Written exercise:
Extract all of the entries and give them again, word for word.

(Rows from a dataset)
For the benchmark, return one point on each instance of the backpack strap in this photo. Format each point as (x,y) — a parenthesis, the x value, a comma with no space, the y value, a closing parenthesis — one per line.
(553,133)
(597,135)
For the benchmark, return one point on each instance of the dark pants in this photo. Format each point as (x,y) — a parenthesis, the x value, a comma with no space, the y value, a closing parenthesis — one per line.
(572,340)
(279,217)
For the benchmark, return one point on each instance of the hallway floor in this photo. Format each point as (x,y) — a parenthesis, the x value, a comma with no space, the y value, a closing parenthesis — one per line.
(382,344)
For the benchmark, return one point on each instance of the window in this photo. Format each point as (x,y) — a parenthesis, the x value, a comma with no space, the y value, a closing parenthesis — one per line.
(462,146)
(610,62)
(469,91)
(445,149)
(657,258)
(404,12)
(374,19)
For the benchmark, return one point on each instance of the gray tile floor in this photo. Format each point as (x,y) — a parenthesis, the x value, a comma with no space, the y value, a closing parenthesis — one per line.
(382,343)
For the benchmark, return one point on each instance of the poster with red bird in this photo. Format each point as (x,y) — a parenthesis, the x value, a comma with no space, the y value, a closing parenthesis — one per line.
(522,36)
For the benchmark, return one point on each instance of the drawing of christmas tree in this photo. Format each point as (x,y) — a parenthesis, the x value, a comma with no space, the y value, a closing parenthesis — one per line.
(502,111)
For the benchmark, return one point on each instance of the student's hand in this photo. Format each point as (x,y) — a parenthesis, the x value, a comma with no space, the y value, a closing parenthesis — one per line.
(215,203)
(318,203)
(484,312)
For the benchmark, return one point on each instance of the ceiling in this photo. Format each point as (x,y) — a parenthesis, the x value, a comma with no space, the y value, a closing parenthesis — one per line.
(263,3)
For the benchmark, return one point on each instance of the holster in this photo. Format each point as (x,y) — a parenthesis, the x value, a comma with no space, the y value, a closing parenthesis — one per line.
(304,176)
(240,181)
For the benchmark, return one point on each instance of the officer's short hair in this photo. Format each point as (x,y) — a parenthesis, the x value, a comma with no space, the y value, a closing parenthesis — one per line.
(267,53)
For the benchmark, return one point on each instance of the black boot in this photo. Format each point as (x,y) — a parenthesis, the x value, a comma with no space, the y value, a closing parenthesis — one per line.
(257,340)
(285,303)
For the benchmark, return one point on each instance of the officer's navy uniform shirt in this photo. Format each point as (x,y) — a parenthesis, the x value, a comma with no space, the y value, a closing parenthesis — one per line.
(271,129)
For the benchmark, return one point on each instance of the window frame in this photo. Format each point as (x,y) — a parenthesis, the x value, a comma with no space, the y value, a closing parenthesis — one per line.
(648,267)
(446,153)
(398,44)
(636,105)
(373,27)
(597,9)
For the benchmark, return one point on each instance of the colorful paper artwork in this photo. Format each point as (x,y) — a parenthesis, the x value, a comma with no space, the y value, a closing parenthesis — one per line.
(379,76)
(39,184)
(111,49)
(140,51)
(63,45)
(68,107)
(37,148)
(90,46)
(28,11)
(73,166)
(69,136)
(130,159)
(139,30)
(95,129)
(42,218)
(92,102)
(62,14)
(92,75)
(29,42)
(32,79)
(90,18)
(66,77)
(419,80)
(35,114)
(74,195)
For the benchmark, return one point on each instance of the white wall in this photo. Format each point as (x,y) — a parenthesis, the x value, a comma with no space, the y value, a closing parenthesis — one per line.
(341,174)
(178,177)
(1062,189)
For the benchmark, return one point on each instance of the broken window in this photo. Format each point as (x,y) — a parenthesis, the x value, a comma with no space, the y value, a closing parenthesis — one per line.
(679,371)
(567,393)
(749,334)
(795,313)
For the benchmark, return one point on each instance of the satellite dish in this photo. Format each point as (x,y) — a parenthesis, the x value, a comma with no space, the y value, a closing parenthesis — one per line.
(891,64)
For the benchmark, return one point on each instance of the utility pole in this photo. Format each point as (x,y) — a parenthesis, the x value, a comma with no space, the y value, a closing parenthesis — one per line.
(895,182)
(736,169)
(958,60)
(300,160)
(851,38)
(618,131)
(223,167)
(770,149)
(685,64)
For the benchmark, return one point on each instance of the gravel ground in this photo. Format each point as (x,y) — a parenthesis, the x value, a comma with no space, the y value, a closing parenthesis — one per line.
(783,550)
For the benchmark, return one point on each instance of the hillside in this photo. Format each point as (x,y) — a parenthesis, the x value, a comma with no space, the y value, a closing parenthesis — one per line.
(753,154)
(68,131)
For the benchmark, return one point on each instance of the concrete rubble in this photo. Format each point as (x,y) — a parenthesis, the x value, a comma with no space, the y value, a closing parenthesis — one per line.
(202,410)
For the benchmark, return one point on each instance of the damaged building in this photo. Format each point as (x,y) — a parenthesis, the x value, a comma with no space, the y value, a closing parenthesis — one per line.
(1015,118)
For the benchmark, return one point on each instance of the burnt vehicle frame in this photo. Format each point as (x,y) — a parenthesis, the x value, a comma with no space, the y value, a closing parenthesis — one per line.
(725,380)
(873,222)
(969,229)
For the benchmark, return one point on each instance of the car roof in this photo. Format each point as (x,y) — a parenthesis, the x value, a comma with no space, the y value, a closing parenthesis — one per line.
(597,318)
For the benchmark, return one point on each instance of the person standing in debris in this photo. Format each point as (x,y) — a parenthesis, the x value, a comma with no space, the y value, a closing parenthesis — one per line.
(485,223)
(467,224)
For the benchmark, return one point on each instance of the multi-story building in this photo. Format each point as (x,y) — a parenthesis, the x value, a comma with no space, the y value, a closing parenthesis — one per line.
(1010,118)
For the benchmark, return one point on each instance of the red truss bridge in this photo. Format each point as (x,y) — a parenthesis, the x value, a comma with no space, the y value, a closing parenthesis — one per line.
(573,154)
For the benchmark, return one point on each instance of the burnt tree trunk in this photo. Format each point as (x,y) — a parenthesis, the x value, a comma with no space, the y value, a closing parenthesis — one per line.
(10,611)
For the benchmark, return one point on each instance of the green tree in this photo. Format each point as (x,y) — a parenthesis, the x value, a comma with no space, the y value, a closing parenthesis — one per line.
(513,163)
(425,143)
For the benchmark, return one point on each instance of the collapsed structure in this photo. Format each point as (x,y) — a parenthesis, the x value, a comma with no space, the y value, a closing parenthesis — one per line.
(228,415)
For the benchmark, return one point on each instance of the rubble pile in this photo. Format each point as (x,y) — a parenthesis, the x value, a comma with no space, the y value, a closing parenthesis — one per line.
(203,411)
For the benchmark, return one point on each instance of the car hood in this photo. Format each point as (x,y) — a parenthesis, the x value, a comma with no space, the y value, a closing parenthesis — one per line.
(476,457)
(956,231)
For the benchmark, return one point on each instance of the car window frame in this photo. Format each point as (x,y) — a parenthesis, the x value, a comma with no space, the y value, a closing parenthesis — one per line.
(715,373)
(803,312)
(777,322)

Exercise result:
For the benchmark, return one point on each instance of the backpack strap in this photo. Format each point as (x,y) — a parenthesis, the x value, a comma with no space, the y value, a closing parenthesis — one per line.
(553,133)
(597,135)
For the benchmark, return one point on each instance of the dark pants in this photo. Format each point as (x,y) — a parenthesis, the x value, a comma with no space, the y value, a closing parenthesis — one per line.
(572,340)
(279,217)
For the benchmark, return one point on each instance of the hallway floor in this photo. Format each point as (x,y) — a parenthesis, the x value, a comma with no space, the y value, a closing parenthesis — one per line.
(382,344)
For the benchmark, return one point on each instance of the window in this photo. Format each point as (x,y) — a parenthesis, the x value, a comma with no space, the y value, a closing parenthesis — one per line.
(462,146)
(610,62)
(469,91)
(445,149)
(657,258)
(404,12)
(374,19)
For the benchmark, return one point on each instance of the gray tile floor in this photo. Format each point as (x,y) — a parenthesis, the x value, a comma with no space, the y value, a closing parenthesis — one per line.
(382,343)
For the benchmark, return one point on each instance of the poster with red bird in this photo. Format each point as (x,y) — a parenthesis, the x value, a comma with no space, the y value, a closing parenthesis — one per line.
(522,36)
For the benchmark, return one point on each instance of the drawing of christmas tree in this photo. Format each point as (x,y) — a parenthesis, the x value, a comma with no space, the y value, a closing parenthesis — one per line.
(502,111)
For the benchmark, return one point on each instance of the student's hand in this photo. Format each point as (x,y) — a parenthesis, the x value, a comma with no space, the y value, a closing parenthesis — one per line.
(215,203)
(318,203)
(484,312)
For the benchmark, return one point on each instance of the ceiling in this photo. Format each point as (x,y) — a parenthesis, the x value, a comma with no space, the y value, a closing parenthesis — one per line.
(263,3)
For the benchmark, return one point on each instance of the holster in this photo. Format each point as (x,y) — a parenthesis, the x value, a comma with no space, the y value, a closing parenthesis — one per line.
(304,176)
(240,181)
For the benchmark, return one point on each instance of the officer's short hair in this photo. Format each point as (x,y) — a parenthesis, the x value, a comma with no space, the y value, a closing parenthesis — one per line.
(267,53)
For the benchmark, return one point on each instance of the black boot in this photo. Format each point as (x,y) — a parenthesis, the x value, a comma with no space, the y value, a closing parenthesis — one per line.
(257,340)
(285,303)
For the benchmark, return one point on each instance of the officer's navy uniform shirt in this photo. Format each point as (x,y) — a parenthesis, the x value, a comma with no space, the y value, a closing parenthesis — one per line.
(271,129)
For the benchmark, return one point on each instance of the window frame in this photo. Format each point as (x,y) — a parenthesis, the x value, a comma with no space, the y value, a closing parenthesis — one per line.
(648,267)
(446,153)
(398,44)
(636,105)
(373,27)
(597,9)
For the benchmark, return one point on each instance of the colorful paper artwork in this photo. Format each point as (x,y) — a parenthesis, the x value, a comma with no space, the y value, a closing parenthesis — one per line.
(379,76)
(39,184)
(111,49)
(140,51)
(63,45)
(68,107)
(37,148)
(90,46)
(28,11)
(73,166)
(69,136)
(130,159)
(139,30)
(95,129)
(42,218)
(92,102)
(62,14)
(92,75)
(29,42)
(32,79)
(90,18)
(66,77)
(419,80)
(35,114)
(74,195)
For the benchmark, return one point on each instance of the white wall in this photo. Format each point as (x,y) — a parenthesis, the x value, a comma with no space, the y value, a closing parenthesis — one per line.
(341,174)
(178,177)
(1062,189)
For the benchmark, return one point on each instance of the broken window in this photo. Format each point as (x,y) — a parenthesis, the x value, a comma with no space, the y value, a closing parenthesis — one per line.
(679,371)
(567,393)
(749,334)
(795,313)
For the benchmark, return one point on each instance of the satellite dish in this photo. Format each point as (x,y) — a parenthesis, the x value, a comma with no space, the y value, a closing parenthesis — one per line.
(891,64)
For the benchmark, return one point on each instance of the utility pole in this photo. Format each point as (x,y) — a parenthesis, the x value, a comma with no space, the y value, a closing parenthesis — one per line.
(895,182)
(736,169)
(958,60)
(300,160)
(851,38)
(618,131)
(223,167)
(770,149)
(685,64)
For the benchmark, return one point on each instance of the gravel ground in this photo. Format each point as (x,y) — a parenthesis, the x value, a comma with no space, the y value, a closing parenthesis — one per line.
(783,550)
For the benchmark, return one point on each instance of the hillside in this photo. Format each point as (x,y) — a parenthesis, the x value, a comma with no space, the y value, a closing parenthesis — one per line.
(753,154)
(68,131)
For the benchmark, return one point on each instance of the concrete rubble in this photo. Format each point as (x,y) — a parenthesis, the x value, a comma with no space, the y value, a closing parenthesis — one per line.
(202,410)
For the benchmark, return one point on each instance of the damaged building in this photo. Format each point as (x,y) — a parenthesis, the x value, a comma with no space, the y value, a closing parenthesis — one per line.
(1015,118)
For the benchmark, return one point on each instance of the burnt vehicle frame in this photo. Format each point as (x,y) — a parenthesis, the x value, a comma with no space, the y value, a closing parenthesis — one per line.
(725,380)
(873,222)
(969,229)
For the benchmark, return one point on each instance of the car roof in this photo. Format each point as (x,y) — a parenthesis, the x value, a comma with no space, the y value, a closing parenthesis — one per line.
(597,318)
For the benchmark, return one point on each instance of the person standing in debris in this photo. Format each point as (x,y) — a parenthesis, the x value, a comma with no space, the y value, a closing parenthesis — one per line.
(485,223)
(467,224)
For the benchmark, return one point on each instance of the multi-story building in this photo. Format each point as (x,y) — a parenthesis, the x value, a comma with no space, the y value, a closing parenthesis — one per line.
(1010,118)
For the benchmark, return one point on each instance of the red truss bridge in this photo. Format each point as (x,y) — a parenthesis, the x value, a comma with no space, the y value, a closing parenthesis — one per line.
(573,154)
For the benchmark, return one point on each instance of the burnt tree trunk in this photo. Format each point as (x,y) — a parenthesis, the x value, a comma with no space, the y value, a closing parenthesis — one per line.
(10,611)
For the benchmark, return one point on each instance of the green tree in this photo. Format each point as (x,y) — a parenthesis, the x value, a comma with no space, the y value, a closing parenthesis — one per line.
(513,163)
(425,143)
For the benchmark, return one point on each instance of the collapsed structure in this photo. Format each point as (x,y) — a parenthesis, the x value, a comma with no space, the y value, a closing parenthesis — one per line.
(228,415)
For the benchmark, return one point on each instance of the rubble pile in this photo. Format each point as (x,y) — a parenthesis, the x value, a comma with no space, the y value, a closing parenthesis — one per line.
(203,411)
For the benchmark, return one point on each instance of the car hood in this photo. Format each point as (x,y) — a parenthesis, the x value, a comma with no space, the y value, a closing parenthesis — one per line.
(476,457)
(956,231)
For the benchmark, return one point on each instance of the car window frame in this photo. Format each point as (x,y) — a parenthesis, the x value, a comma with no space, the y value, a closing parenthesis — one per line.
(715,373)
(803,312)
(777,322)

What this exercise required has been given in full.